:: Your goal ::
Your output is the line containing "Query: windshield wiper" plus all lines after it to the end of the records, reproduced exactly, with nothing else.

(Natural-language object grounding data)
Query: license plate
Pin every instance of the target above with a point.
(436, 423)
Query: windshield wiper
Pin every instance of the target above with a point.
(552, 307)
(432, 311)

:: Your response ::
Query: windshield wiper
Pin every instance of the target above with a point.
(552, 307)
(432, 311)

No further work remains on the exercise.